[TAREFA 1] Reproduza sem nenhuma alteração as linhas dos registros abaixo, começando pela linha que contém "Find the thin" e parando depois da que contém "Find the granular".

[TRECHO CITADO]

Outro dia num jantar aqui em casa, duas amigas conversavam sobre deixar ou não as crianças comerem açúcar antes dos cinco anos de idade. Saí da mesa para ir ao banheiro, e, quando voltei, uma chamava a outra de fascista. Meu Deus, como elas conseguiram ir do musse ao Mussolini? Preocupada com a nuvem de climão que se instaurava sobre nós, tratei de pôr a culpa do atrito no álcool. “Estamos bebendo água”, disse uma delas com olhar fumegante, enquanto respondia à ofensa com outro insulto ainda pior. Era nítido que, se eu não tomasse uma atitude rápida, a discussão ia crescer enquanto o suflê na mesa só murchava. Inventei uma enxaqueca, pressão baixa, precisava deitar. Sem comer, e com gosto amargo de ofensa, todo mundo voltou para casa mais cedo. No dia seguinte, fiquei me perguntando o que tinha levado duas pessoas que sempre se entenderam a se ofenderem daquele jeito. Talvez um bode marinando entre elas há um tempo? Vai saber.
Segui a vida sem pensar mais nisso até o dia em que presenciei dois homens no clube quase saindo na mão. O motivo? Um era vegano, e o outro não. O vegano acusava o carnívoro de assassinato enquanto o carnívoro gritava “sociopata” para o amante de abobrinhas. Se antigamente se dizia que “sobre política e religião não se discute”, hoje em dia tudo se discute e até a morte. Política, religião, kombucha, crochê podem virar pólvora.
Não sei se é culpa do algoritmo, que nos mantém em bolhas onde as crenças só se reforçam, mas estamos perdendo a mão. Ou melhor, a cabeça. Saudade dos gregos que quebravam o pau e depois iam fazer sauna com quem tinham debatido numa boa. Debater, aliás, vem do latim “bater de volta”. Mas isso não significa que você precisa espancar seu interlocutor com um taco de beisebol, chamá-lo de narciso-fascista-machista-sociopata-antissemita-tóxico.

[TAREFA 2] Dê sequência ao texto acima sobre discussões entre amigos que terminam em ofensas, a partir de onde ele termina.

[REGISTROS DE ORIGEM]
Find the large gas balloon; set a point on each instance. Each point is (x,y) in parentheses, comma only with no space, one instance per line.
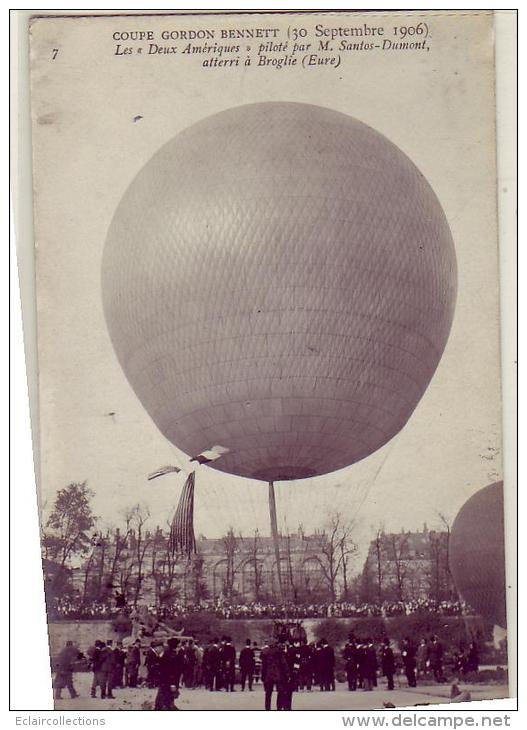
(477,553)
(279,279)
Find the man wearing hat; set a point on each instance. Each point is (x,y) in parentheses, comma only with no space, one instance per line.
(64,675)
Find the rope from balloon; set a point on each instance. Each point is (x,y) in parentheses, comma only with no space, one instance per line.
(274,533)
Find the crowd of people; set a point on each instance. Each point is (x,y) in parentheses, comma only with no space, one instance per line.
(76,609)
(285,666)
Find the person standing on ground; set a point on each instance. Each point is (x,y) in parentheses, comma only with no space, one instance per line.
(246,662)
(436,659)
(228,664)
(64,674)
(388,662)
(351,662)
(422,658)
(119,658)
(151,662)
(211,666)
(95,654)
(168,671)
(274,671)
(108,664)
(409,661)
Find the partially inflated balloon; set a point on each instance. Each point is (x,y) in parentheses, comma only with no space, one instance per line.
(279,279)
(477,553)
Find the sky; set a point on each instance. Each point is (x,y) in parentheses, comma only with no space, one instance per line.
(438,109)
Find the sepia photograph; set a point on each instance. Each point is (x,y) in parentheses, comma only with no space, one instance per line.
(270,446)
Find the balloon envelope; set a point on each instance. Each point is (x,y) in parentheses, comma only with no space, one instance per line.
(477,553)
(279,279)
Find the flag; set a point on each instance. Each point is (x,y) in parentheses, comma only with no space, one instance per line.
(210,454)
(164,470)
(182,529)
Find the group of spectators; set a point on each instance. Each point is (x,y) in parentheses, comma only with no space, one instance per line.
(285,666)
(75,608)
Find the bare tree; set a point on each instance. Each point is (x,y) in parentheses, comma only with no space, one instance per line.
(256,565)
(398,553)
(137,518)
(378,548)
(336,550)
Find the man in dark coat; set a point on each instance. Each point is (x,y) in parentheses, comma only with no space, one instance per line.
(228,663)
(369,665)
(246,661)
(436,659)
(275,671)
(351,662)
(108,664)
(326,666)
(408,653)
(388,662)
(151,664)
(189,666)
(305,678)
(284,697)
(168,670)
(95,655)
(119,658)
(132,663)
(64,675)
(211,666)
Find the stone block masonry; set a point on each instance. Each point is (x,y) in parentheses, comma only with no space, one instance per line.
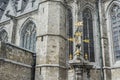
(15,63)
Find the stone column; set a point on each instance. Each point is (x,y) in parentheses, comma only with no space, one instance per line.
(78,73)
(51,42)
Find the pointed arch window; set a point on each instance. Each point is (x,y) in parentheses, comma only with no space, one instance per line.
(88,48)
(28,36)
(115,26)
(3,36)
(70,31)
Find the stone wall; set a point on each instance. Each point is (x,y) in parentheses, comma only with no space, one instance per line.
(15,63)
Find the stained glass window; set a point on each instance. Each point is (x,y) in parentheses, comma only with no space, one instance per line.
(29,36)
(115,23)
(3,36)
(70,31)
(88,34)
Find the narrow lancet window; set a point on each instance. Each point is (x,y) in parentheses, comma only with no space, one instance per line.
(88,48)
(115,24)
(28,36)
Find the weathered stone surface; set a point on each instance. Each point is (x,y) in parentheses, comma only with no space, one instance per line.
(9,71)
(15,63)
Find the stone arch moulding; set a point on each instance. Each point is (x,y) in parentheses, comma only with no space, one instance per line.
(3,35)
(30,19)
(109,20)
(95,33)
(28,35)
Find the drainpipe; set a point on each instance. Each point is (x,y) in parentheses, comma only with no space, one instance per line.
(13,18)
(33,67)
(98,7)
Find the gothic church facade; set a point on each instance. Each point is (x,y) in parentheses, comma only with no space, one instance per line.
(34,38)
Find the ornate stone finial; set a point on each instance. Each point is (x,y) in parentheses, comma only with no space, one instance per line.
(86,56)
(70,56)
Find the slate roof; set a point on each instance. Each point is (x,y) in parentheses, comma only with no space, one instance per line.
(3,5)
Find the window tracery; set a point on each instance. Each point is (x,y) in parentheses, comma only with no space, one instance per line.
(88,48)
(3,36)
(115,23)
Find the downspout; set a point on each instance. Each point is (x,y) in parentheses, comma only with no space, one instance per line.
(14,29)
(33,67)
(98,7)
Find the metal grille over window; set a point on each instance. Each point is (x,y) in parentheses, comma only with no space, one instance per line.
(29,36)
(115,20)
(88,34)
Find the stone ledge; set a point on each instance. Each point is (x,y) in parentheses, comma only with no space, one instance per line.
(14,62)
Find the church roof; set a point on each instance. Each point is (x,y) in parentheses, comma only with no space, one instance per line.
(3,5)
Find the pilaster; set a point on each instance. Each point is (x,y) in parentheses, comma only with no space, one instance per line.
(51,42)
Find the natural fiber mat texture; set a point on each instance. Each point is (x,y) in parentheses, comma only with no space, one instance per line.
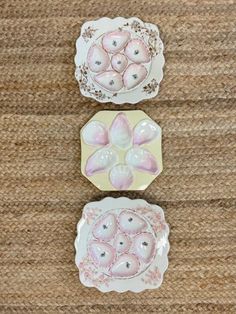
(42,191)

--

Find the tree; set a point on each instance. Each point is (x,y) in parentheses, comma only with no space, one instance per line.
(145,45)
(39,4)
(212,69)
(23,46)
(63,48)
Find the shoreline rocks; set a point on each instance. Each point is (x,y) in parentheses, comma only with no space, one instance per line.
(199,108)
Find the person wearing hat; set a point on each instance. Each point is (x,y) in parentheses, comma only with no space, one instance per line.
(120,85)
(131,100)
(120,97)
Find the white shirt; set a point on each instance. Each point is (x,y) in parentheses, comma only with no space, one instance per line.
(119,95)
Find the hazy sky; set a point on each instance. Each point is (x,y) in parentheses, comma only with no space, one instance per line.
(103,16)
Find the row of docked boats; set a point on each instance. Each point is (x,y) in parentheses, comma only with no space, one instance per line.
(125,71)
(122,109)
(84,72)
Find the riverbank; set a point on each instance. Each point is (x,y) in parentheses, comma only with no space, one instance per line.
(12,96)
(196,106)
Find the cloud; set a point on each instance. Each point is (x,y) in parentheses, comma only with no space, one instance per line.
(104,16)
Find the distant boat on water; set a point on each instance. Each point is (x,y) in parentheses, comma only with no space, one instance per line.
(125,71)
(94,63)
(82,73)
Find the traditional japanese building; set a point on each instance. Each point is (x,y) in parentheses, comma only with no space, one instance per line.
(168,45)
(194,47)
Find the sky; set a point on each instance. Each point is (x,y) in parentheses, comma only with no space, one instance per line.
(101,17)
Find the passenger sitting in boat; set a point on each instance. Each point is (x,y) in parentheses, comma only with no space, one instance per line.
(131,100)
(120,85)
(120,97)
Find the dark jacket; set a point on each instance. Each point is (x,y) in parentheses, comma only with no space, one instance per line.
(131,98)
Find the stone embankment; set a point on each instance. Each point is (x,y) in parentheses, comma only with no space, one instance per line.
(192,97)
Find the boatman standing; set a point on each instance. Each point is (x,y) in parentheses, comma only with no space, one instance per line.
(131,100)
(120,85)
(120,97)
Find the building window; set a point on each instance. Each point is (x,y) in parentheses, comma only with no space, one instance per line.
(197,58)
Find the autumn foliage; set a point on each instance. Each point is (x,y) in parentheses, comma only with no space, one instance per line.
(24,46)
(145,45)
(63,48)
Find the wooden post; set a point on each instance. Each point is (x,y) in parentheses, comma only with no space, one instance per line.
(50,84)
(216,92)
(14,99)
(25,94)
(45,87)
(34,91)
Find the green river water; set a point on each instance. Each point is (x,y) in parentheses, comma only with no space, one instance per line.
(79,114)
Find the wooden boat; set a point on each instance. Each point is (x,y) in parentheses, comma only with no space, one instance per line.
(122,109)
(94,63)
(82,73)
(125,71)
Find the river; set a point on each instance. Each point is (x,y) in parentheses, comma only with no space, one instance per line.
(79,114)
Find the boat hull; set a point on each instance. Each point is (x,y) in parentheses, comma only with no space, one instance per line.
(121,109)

---

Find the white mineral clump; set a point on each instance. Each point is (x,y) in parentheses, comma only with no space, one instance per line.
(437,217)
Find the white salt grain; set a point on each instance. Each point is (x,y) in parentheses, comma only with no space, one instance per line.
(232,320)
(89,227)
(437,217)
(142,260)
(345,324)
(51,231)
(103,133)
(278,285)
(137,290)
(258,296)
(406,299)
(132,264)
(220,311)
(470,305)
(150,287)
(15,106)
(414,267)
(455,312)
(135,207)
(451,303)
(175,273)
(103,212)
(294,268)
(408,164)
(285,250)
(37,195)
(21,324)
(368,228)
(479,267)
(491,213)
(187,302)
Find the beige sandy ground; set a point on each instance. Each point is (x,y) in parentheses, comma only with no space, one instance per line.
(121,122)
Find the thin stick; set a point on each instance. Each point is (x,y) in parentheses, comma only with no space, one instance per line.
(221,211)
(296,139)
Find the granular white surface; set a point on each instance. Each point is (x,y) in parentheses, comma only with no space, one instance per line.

[RESPOSTA FINAL 1]
Find the thin stick; set a point on each instance. Each point is (x,y) in parentheses, comma only with no space, one instance per line.
(221,211)
(296,139)
Find the granular white surface; set a point on each instance. Each point is (x,y) in parentheses, comma only with no space, one instance per line.

[RESPOSTA FINAL 2]
Outro dia, postei uma notícia sobre a lamentável situação em Gaza. Um cidadão bem intencionado me procurou no privado, expondo seu incômodo. Educadamente, ele me disse sua opinião, eu mantive a minha. Discordamos, e isso foi o suficiente para que ele passasse a me acusar de muitas coisas, já que, em suas próprias palavras, não conseguiria “me educar”. “E-D-U-C-A-R”, disse o senhor Palestrinha. Não que eu não tenha nada a aprender. Ao contrário, tento diariamente ser uma pessoinha melhor e me esforço bastante para isso lendo e ouvindo os outros. O que me choca é como, do dia para a noite, nos tornamos paladinos da verdade numa nobre missão de trazer a luz. Das guerras aos “bebês reborn”, todo mundo está louco para esfregar sua verdade na face do colega e se sentir um herói por isso. É mais fácil encontrar um mico-leão-dourado em plena São Paulo do que alguém disposto a discordar de você com todo respeito e educação.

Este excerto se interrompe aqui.